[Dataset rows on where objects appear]
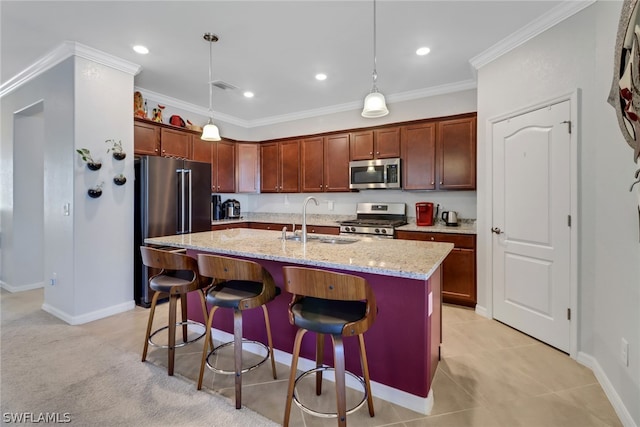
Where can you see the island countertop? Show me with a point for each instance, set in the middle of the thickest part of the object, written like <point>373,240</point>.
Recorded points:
<point>390,257</point>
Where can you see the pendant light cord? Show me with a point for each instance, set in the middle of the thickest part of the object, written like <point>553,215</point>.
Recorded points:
<point>375,73</point>
<point>210,80</point>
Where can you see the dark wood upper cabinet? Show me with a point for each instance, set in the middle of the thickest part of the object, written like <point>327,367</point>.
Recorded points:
<point>457,154</point>
<point>439,155</point>
<point>223,167</point>
<point>221,156</point>
<point>336,162</point>
<point>146,137</point>
<point>387,143</point>
<point>419,156</point>
<point>175,143</point>
<point>325,163</point>
<point>381,143</point>
<point>247,172</point>
<point>312,162</point>
<point>280,167</point>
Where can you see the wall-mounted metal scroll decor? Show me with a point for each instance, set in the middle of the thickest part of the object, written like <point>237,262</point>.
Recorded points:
<point>625,88</point>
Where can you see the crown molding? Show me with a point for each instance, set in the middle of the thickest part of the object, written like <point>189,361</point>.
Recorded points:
<point>61,53</point>
<point>306,114</point>
<point>556,15</point>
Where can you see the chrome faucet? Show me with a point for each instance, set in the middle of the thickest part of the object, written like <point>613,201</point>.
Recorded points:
<point>304,217</point>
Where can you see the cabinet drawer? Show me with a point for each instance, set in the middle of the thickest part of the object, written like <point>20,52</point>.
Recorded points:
<point>459,240</point>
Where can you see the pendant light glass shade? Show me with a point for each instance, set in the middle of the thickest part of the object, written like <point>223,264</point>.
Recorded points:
<point>374,104</point>
<point>210,132</point>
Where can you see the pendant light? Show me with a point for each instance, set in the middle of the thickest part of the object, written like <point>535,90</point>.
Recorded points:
<point>210,132</point>
<point>374,103</point>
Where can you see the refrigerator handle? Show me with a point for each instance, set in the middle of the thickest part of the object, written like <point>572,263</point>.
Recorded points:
<point>189,201</point>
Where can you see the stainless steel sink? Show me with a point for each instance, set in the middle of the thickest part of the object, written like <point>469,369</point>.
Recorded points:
<point>329,240</point>
<point>341,241</point>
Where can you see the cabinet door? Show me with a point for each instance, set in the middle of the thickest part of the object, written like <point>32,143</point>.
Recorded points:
<point>146,139</point>
<point>290,166</point>
<point>458,277</point>
<point>201,151</point>
<point>269,166</point>
<point>247,167</point>
<point>224,163</point>
<point>387,143</point>
<point>336,162</point>
<point>457,154</point>
<point>175,143</point>
<point>312,162</point>
<point>418,156</point>
<point>362,145</point>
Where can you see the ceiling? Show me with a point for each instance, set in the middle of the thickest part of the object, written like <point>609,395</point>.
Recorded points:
<point>275,48</point>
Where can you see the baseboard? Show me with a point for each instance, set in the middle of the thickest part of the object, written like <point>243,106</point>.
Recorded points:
<point>422,405</point>
<point>613,396</point>
<point>482,311</point>
<point>28,287</point>
<point>89,317</point>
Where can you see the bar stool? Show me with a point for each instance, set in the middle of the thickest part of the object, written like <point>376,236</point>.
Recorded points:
<point>239,285</point>
<point>165,283</point>
<point>335,304</point>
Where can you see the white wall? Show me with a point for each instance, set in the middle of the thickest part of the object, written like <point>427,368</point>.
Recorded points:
<point>578,53</point>
<point>90,251</point>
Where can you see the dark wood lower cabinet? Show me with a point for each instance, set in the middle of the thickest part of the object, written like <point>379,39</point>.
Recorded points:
<point>458,269</point>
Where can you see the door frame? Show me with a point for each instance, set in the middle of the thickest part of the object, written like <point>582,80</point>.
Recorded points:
<point>574,99</point>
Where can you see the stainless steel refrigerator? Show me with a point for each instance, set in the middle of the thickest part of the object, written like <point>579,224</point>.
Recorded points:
<point>172,196</point>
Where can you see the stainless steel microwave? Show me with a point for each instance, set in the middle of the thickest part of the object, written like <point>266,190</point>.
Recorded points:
<point>379,173</point>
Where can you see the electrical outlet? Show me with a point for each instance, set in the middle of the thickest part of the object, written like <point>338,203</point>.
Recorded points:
<point>624,352</point>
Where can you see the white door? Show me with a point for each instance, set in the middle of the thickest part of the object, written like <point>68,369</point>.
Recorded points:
<point>531,223</point>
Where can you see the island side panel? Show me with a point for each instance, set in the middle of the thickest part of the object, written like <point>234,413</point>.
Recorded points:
<point>399,345</point>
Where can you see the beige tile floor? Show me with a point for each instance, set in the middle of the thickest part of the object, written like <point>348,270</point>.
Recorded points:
<point>490,375</point>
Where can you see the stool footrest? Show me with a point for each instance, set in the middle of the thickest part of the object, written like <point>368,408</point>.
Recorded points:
<point>328,414</point>
<point>244,370</point>
<point>183,343</point>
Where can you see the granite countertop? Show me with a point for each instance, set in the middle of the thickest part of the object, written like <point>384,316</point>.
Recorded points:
<point>391,257</point>
<point>466,226</point>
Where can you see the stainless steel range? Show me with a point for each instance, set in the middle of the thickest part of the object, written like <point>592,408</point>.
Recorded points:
<point>379,219</point>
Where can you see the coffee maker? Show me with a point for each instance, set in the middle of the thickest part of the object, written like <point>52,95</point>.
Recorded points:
<point>425,214</point>
<point>231,209</point>
<point>216,208</point>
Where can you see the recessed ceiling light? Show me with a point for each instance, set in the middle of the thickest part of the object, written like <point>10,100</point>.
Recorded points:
<point>141,49</point>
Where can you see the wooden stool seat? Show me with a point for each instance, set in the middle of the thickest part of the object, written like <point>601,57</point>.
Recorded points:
<point>239,285</point>
<point>334,304</point>
<point>165,282</point>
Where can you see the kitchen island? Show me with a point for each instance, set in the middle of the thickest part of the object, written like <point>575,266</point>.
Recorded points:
<point>402,345</point>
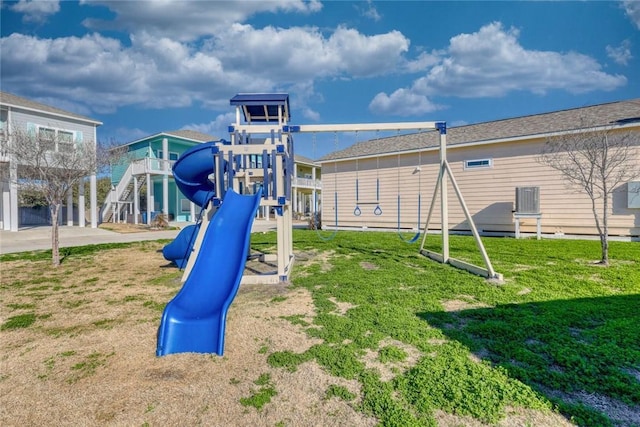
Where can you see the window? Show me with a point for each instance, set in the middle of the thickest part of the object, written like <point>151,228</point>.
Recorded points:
<point>57,139</point>
<point>47,134</point>
<point>65,141</point>
<point>172,155</point>
<point>478,163</point>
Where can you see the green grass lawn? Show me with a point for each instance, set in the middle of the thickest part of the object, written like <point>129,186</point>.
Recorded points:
<point>561,332</point>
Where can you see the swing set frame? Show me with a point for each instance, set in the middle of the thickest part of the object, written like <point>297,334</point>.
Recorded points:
<point>445,175</point>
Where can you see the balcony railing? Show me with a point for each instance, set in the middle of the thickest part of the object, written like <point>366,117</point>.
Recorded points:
<point>151,165</point>
<point>307,183</point>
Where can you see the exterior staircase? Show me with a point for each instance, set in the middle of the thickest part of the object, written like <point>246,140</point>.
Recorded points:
<point>122,194</point>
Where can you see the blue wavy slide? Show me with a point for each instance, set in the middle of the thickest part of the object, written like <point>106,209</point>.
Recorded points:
<point>195,319</point>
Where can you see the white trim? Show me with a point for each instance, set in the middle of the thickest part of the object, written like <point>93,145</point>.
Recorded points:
<point>481,142</point>
<point>486,163</point>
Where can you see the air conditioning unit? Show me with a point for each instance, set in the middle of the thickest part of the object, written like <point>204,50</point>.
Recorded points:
<point>527,200</point>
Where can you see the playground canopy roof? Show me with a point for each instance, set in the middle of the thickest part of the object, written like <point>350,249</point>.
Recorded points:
<point>262,107</point>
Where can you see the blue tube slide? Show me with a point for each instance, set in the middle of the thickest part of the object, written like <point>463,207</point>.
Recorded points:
<point>179,250</point>
<point>191,172</point>
<point>194,320</point>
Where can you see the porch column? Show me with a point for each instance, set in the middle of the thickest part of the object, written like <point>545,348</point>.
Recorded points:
<point>150,201</point>
<point>136,200</point>
<point>6,203</point>
<point>294,189</point>
<point>13,197</point>
<point>93,195</point>
<point>70,208</point>
<point>314,193</point>
<point>81,218</point>
<point>165,178</point>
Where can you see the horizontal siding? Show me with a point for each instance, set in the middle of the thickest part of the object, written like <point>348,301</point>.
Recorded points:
<point>489,193</point>
<point>20,119</point>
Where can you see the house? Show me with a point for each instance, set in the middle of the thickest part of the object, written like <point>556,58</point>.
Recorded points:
<point>149,160</point>
<point>306,187</point>
<point>147,165</point>
<point>19,114</point>
<point>390,181</point>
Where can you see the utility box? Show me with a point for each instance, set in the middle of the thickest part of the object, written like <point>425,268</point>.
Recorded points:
<point>527,200</point>
<point>633,195</point>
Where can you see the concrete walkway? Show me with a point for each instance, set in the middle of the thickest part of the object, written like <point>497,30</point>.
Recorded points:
<point>38,238</point>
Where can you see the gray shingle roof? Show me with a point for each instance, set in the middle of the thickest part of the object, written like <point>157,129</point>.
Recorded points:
<point>17,101</point>
<point>518,127</point>
<point>302,159</point>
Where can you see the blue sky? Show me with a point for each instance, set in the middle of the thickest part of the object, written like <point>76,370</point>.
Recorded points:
<point>145,67</point>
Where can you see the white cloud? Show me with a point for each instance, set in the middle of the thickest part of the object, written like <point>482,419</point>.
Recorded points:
<point>632,9</point>
<point>36,10</point>
<point>219,127</point>
<point>160,71</point>
<point>492,63</point>
<point>188,20</point>
<point>621,54</point>
<point>402,102</point>
<point>369,11</point>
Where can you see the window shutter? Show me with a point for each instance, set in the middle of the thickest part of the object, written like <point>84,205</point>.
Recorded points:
<point>31,130</point>
<point>78,138</point>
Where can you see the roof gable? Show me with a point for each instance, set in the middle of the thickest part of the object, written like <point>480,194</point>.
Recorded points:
<point>15,101</point>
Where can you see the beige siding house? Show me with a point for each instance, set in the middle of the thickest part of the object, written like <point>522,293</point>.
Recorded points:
<point>388,183</point>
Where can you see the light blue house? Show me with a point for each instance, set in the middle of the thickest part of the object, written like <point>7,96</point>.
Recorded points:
<point>143,184</point>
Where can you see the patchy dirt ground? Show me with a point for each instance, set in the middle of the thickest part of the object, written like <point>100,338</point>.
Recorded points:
<point>89,359</point>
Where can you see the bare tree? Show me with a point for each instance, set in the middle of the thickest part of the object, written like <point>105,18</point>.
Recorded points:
<point>597,162</point>
<point>51,165</point>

## [What to produce]
Rename "island countertop" to "kitchen island" in everything from the start of the entries down to the line that contains "<point>390,257</point>", leaving all else unchanged and leaving the pictures out of your answer.

## [Output for this task]
Where can you see the kitchen island? Show me with a point for each instance, set in the middle of the thickest part of the object, written like <point>373,240</point>.
Recorded points:
<point>390,257</point>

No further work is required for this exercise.